Give the entries again, exactly as written.

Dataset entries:
'''

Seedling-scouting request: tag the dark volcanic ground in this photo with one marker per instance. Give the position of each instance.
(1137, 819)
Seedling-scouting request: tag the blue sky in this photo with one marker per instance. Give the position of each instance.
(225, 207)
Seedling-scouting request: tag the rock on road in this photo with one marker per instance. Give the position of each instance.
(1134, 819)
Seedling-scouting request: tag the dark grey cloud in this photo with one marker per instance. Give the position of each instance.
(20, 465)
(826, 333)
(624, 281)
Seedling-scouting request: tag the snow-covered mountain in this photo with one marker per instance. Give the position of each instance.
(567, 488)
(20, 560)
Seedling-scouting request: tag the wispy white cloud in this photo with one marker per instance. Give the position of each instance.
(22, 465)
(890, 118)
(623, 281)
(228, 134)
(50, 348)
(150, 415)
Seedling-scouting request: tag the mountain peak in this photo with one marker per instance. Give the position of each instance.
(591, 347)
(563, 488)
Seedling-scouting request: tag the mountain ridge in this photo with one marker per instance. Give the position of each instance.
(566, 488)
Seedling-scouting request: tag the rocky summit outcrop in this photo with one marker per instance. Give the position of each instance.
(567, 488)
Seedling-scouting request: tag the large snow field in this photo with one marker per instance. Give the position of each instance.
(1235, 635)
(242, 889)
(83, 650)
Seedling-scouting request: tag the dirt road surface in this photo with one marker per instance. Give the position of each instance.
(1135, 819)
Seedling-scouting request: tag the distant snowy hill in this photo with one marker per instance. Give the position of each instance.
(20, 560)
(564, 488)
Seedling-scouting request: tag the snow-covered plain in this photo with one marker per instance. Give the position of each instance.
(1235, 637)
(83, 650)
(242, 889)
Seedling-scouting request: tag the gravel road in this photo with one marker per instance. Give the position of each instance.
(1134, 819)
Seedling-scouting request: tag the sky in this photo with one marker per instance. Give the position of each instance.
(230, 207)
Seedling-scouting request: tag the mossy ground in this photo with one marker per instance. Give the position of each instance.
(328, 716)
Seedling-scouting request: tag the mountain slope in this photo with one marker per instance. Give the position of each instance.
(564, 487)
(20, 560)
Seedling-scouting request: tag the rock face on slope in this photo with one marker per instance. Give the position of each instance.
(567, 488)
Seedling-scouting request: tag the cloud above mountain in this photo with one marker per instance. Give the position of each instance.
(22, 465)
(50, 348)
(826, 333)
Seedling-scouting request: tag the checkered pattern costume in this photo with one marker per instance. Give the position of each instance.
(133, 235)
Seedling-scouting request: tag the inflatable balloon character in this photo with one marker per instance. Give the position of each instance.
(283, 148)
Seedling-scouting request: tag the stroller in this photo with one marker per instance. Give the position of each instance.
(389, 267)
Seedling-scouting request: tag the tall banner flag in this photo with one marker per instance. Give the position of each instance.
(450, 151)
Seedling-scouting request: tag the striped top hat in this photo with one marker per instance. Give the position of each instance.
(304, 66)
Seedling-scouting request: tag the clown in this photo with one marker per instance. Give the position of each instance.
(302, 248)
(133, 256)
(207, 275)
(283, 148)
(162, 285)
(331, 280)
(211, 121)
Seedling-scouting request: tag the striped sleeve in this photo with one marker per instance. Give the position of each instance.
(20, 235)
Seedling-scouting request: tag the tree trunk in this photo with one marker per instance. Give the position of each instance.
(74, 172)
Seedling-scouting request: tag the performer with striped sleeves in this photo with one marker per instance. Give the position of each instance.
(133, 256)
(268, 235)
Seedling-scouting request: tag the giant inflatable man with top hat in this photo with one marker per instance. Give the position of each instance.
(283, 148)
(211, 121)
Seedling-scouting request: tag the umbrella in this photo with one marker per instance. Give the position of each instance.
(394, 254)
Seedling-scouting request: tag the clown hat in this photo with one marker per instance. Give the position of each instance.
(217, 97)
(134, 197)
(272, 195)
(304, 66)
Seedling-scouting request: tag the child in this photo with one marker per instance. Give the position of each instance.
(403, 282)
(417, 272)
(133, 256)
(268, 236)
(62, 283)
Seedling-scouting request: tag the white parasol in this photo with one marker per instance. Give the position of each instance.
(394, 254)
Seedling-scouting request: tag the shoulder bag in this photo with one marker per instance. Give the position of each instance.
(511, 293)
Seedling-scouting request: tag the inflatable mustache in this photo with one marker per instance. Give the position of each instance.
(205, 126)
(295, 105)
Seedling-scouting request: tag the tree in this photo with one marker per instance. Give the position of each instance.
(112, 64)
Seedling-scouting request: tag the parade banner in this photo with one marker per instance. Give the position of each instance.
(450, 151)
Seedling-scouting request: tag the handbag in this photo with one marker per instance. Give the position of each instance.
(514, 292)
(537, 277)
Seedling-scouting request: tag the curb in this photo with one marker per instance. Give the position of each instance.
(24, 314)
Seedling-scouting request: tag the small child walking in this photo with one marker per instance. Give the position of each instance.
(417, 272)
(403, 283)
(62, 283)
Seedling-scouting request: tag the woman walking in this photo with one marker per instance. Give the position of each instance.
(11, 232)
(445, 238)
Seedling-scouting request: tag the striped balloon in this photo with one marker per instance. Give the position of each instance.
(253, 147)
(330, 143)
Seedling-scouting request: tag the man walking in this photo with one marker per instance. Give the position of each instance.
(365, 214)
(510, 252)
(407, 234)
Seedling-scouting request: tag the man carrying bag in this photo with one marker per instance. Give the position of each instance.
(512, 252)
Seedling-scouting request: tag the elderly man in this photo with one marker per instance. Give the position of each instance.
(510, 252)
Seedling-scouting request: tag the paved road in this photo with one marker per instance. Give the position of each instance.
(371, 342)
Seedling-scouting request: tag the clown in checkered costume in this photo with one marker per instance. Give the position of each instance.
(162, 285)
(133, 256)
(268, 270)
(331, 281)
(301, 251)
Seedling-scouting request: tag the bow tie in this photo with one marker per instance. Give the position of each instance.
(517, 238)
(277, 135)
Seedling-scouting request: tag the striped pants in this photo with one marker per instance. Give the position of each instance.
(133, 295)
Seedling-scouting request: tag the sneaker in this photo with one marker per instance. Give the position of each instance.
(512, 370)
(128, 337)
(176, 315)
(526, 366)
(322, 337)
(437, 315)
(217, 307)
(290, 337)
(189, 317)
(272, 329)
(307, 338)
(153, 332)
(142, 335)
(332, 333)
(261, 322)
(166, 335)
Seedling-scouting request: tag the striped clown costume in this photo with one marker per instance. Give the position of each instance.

'''

**RESULT:**
Seedling-scouting request: tag the dark volcanic ground in this photo with one marker per instance. Give the position of each instance.
(1137, 819)
Seedling-scouting request: tag the blue sky in this photo with one marker per instance. Give the position of each instance.
(225, 207)
Seedling-scouting request: tag the rock on road in this photo with one marker per instance. Give the position of each instance.
(1134, 819)
Seedling-scouting request: tag the dark grey cloud in this photo with one marker per instance. Give the position of each instance.
(20, 465)
(826, 333)
(624, 281)
Seedling-scouting request: tag the snow-covered mountain in this photo with one marker per instance. Give the position of each instance.
(567, 488)
(20, 560)
Seedling-scouting request: tag the wispy white cloud in this photo with one marker per instance. Give the position of each instance.
(22, 465)
(890, 118)
(623, 281)
(228, 134)
(50, 348)
(150, 415)
Seedling-scouting request: tag the mountain peak in this photo with one marker per instance. Give the position of each instance.
(591, 347)
(563, 488)
Seedling-scouting request: tag the mountain ridge in this photo with one marker per instance. Give the position of each instance.
(566, 488)
Seedling-scouting request: tag the rocky summit outcrop in this photo with one marker per instance. Give the position of each instance.
(567, 488)
Seedling-scouting request: tag the large snow field in this photo with one marker per instance. Give the position of each instance.
(1235, 635)
(242, 889)
(83, 650)
Seedling-scouting request: tag the dirt road surface in this photo with one marker per instance. Give the position of each instance.
(1135, 819)
Seedling-scouting request: tag the distant snowy hill in this photo with one marker per instance. Give the position of each instance.
(20, 560)
(564, 488)
Seedling-scouting request: tag the snow-covered plain in this photo with one marker per instance. Give the position of each instance.
(1235, 637)
(83, 650)
(242, 889)
Seedling-scouting request: tag the gravel road in this photo with one marker per instance. Give the position of each instance.
(1134, 819)
Seedling-scouting request: tag the sky in this photo with one marker per instance. Give the position of each instance.
(230, 207)
Seedling-scouting request: tag the mossy ground in this photo with one marker per instance. Give the position of each instance.
(328, 716)
Seedling-scouting request: tag the mountain slope in this photo with one marker per instance. Give the position of each instance.
(564, 487)
(20, 560)
Seedling-scouting request: tag the rock face on slope in this photo with one marker per instance. Give the position of each instance.
(567, 488)
Seedling-scouting request: tag the cloud above mountain in this photo with one marker per instance. Give the position of each instance.
(22, 465)
(50, 348)
(826, 333)
Seedling-scouting request: tag the checkered pattern costume in this photo with one marker per instance. Give the position of each instance.
(133, 235)
Seedling-scouting request: tag the inflatable balloon character in this photo with one marker per instance. Give the position of each instance.
(283, 148)
Seedling-scouting request: tag the stroller in this photo with one marker per instance. Give the position of each instance.
(389, 267)
Seedling-scouting request: tag the tall banner flag in this photo with one marker per instance. Give the position of each instance.
(450, 151)
Seedling-scouting request: tag the striped top hat in this photo with one marker per instance. Give the position of each instance.
(304, 66)
Seedling-scouting request: tag the clown in this photo with one marker per instance. Give the position of each instance.
(302, 248)
(133, 256)
(207, 275)
(283, 148)
(162, 285)
(331, 280)
(211, 121)
Seedling-scouting request: tag the striped sleeve in this photo with one marker per instance. Give the position of each instance.
(20, 235)
Seedling-scouting request: tag the tree trunk in this photo with one marker per instance. Give the position of each instance.
(74, 172)
Seedling-scouting request: tag the performer with striped sleeves in this photo with one marker per instance. Give the position of each instance.
(133, 256)
(268, 235)
Seedling-scouting request: tag the giant inflatable man with top hat in this photo with one marker per instance. Give the position of each instance.
(283, 148)
(211, 121)
Seedling-scouting request: tag the umbrella in this photo with one marker per instance. Give the position of each instance.
(394, 254)
Seedling-scouting request: tag the clown hat in this photo with one marker per instance. Give the position of each instance.
(217, 97)
(134, 197)
(272, 195)
(304, 66)
Seedling-scouting request: tag the child in this photo with one marker per instance. Give the position of each instance.
(403, 282)
(417, 272)
(133, 256)
(268, 236)
(62, 283)
Seedling-scouting request: tag the white parasol in this photo with one marker per instance. Give the position of each instance.
(394, 254)
Seedling-scouting request: tag the shoulder bag in this photo with one marker per instance. Give the position of each instance.
(511, 293)
Seedling-scouting request: tag the inflatable mustache in this photo with one marker per instance. Give the position of each instance.
(205, 126)
(295, 105)
Seedling-scouting request: tag the tree in this photo with one marker per instance. Give the position of each instance.
(112, 64)
Seedling-scouting request: tag the parade banner in this photo with one marker per instance. Give the position of each instance.
(450, 151)
Seedling-scouting request: tag the handbag in this photo with one marker per instance. Give the position of each instance.
(514, 292)
(537, 277)
Seedling-scouting request: tag the curb in this photo with one marker per instance. Give the position of each instance.
(24, 314)
Seedling-scouting request: tag the small child walking in this photo with one marker per instance. Give the position of each instance.
(417, 272)
(403, 283)
(62, 283)
Seedling-scouting request: tag the woman walking in this photo with one marker per instance. Give the position of each instance.
(11, 232)
(445, 238)
Seedling-scouting request: tag the striped balloon in this photo with one marker per instance. Give the position of each instance.
(253, 147)
(330, 143)
Seedling-scouting request: tag the man walking in this photo with one marker per instance. Give the position of each instance.
(365, 214)
(510, 252)
(407, 234)
Seedling-scouting request: tag the man carrying bag in this photo with one marker per instance. Give the position of each instance.
(512, 252)
Seedling-scouting request: tag the elderly man in this photo with one marker per instance. Give the position of each instance.
(510, 252)
Seedling-scouting request: tag the paved road in this photo with one marker per instance. Give the position of each instance.
(371, 342)
Seedling-scouting request: tag the clown in checkered costume in this photo with one marker per instance. Give the position of each instance.
(162, 285)
(133, 256)
(268, 270)
(331, 281)
(301, 251)
Seedling-scouting request: tag the bow tie in this photo with one marker per instance. Give the position of each instance.
(517, 238)
(277, 135)
Seedling-scouting request: tag the striped pants in this photo with one marker per instance. Give the position of each instance.
(133, 295)
Seedling-scouting request: tag the sneaker in this photo with one marker per instance. Give the position of each instance.
(512, 370)
(128, 337)
(176, 315)
(526, 366)
(322, 337)
(437, 315)
(217, 307)
(290, 337)
(189, 317)
(272, 329)
(307, 338)
(153, 332)
(142, 335)
(332, 333)
(261, 322)
(166, 335)
Seedling-scouting request: tag the striped clown costume in this photo with one marker per instance. Give the position of each instance.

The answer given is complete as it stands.